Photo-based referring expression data
——

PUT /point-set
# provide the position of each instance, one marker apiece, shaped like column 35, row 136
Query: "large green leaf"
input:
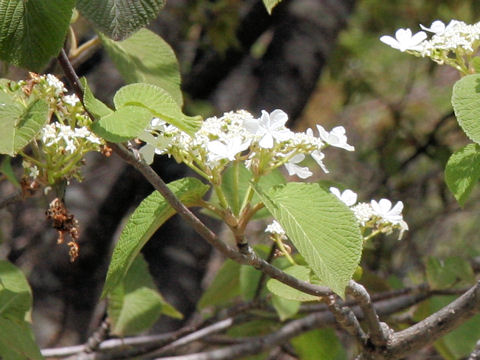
column 17, row 340
column 16, row 336
column 224, row 287
column 250, row 277
column 320, row 344
column 146, row 58
column 94, row 106
column 270, row 4
column 287, row 292
column 123, row 124
column 19, row 125
column 152, row 212
column 118, row 19
column 33, row 31
column 322, row 228
column 135, row 304
column 7, row 170
column 235, row 182
column 159, row 102
column 466, row 104
column 463, row 171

——

Please reproduce the records above exactly, leaving out every picture.

PUT /point-set
# provide the position of each instance, one marker apiece, shaped like column 35, row 136
Query: "large green leaf"
input:
column 17, row 340
column 16, row 336
column 224, row 287
column 250, row 277
column 320, row 344
column 146, row 58
column 94, row 106
column 270, row 4
column 287, row 292
column 123, row 124
column 19, row 125
column 152, row 212
column 118, row 19
column 33, row 31
column 322, row 228
column 135, row 304
column 7, row 170
column 235, row 182
column 159, row 102
column 466, row 104
column 463, row 171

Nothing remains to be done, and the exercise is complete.